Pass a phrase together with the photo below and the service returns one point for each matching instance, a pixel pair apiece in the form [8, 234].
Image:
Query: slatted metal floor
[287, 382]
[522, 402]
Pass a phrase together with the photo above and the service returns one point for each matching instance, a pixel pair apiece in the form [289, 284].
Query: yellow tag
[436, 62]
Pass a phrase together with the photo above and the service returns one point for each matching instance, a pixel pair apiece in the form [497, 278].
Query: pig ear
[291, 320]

_ _ _ _ _ _ _

Requirement
Rewrite all of the entries above, substituting "tool" for "service" wherever it occurs and leaving everything else untouched.

Task output
Pass a phrase together with the photo below and the tool returns one point for each matching instance, a pixel pair apiece in the form [8, 234].
Image:
Query: slatted metal floor
[287, 382]
[522, 402]
Pass a phrase together with the photo above and the tool returns one point for each matching instance, a pixel pair apiece in the form [289, 284].
Query: yellow tag
[436, 62]
Pass a phrase together with the photo above and the tool returns one point for each matching instance, a pixel pair apiece in the form [497, 278].
Query: pig ear
[291, 320]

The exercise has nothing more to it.